#### Data section

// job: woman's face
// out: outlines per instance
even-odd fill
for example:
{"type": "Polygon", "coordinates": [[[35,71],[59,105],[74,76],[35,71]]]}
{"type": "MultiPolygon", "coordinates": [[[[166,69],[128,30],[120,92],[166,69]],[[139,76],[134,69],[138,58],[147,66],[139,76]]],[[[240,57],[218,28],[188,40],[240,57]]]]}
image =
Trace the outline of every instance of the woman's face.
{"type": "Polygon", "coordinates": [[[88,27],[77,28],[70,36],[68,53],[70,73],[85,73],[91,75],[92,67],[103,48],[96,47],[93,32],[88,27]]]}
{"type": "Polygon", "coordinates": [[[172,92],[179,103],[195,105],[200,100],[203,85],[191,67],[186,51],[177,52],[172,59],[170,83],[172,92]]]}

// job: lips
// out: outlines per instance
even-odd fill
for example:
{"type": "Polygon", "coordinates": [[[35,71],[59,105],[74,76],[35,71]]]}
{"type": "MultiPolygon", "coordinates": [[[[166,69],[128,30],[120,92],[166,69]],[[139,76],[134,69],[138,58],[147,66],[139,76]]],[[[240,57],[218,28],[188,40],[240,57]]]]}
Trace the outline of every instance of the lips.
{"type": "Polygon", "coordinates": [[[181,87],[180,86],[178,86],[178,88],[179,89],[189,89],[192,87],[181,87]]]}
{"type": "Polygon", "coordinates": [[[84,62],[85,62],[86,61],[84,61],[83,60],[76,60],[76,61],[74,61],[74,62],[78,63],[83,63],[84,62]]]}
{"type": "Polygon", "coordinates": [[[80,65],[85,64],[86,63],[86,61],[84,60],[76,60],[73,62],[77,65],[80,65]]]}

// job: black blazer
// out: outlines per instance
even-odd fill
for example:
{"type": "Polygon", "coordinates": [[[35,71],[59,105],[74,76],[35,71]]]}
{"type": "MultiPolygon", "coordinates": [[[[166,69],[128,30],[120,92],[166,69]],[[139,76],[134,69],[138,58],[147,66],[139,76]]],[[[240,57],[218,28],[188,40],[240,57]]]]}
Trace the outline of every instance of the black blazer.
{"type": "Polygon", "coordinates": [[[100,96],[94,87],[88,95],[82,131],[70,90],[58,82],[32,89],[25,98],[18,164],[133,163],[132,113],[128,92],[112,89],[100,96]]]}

########

■ **Exercise requirements**: Copy every line of the records above, including the requests, and add 119 to each coordinate in the answer outlines. Leave the coordinates in the requests and their format samples unchanged.

■ **Written response**:
// job: woman's face
// out: outlines per instance
even-odd fill
for example:
{"type": "Polygon", "coordinates": [[[35,71],[59,105],[74,76],[35,71]]]}
{"type": "MultiPolygon", "coordinates": [[[[166,69],[128,30],[120,92],[166,69]],[[139,76],[134,69],[138,58],[147,66],[139,76]]],[[[240,57],[218,28],[188,40],[240,57]]]]}
image =
Trace the outline of every instance of the woman's face.
{"type": "Polygon", "coordinates": [[[207,146],[196,147],[189,155],[187,172],[189,192],[204,192],[210,194],[211,186],[222,167],[215,166],[212,151],[207,146]]]}
{"type": "Polygon", "coordinates": [[[291,211],[298,222],[314,224],[319,219],[322,204],[310,186],[305,170],[296,171],[291,178],[289,202],[291,211]]]}

// job: lips
// out: outlines per instance
even-odd fill
for example:
{"type": "Polygon", "coordinates": [[[35,71],[59,105],[74,76],[35,71]]]}
{"type": "MultiPolygon", "coordinates": [[[[166,69],[128,30],[120,92],[166,69]],[[139,76],[134,69],[138,58],[147,66],[139,76]]],[[[240,57],[218,28],[188,40],[240,57]]]]}
Trace the outline of every instance of the lips.
{"type": "Polygon", "coordinates": [[[300,206],[299,205],[297,205],[297,207],[298,208],[308,208],[311,206],[300,206]]]}
{"type": "Polygon", "coordinates": [[[203,181],[204,181],[205,180],[203,180],[202,179],[195,179],[195,180],[193,180],[193,181],[197,182],[202,182],[203,181]]]}
{"type": "Polygon", "coordinates": [[[199,184],[204,183],[205,182],[205,180],[203,179],[195,179],[192,181],[196,184],[199,184]]]}

// job: black blazer
// out: outlines per instance
even-odd fill
for example:
{"type": "Polygon", "coordinates": [[[35,71],[59,105],[74,76],[35,71]]]}
{"type": "MultiPolygon", "coordinates": [[[[166,69],[128,30],[120,92],[166,69]],[[139,76],[134,69],[138,58],[147,66],[139,76]]],[[[240,57],[218,28],[188,40],[240,57]]]]}
Trace the outline of every instance of the black blazer.
{"type": "Polygon", "coordinates": [[[219,215],[213,206],[207,214],[201,250],[189,209],[177,201],[151,208],[144,217],[137,283],[252,282],[251,232],[247,211],[231,208],[219,215]]]}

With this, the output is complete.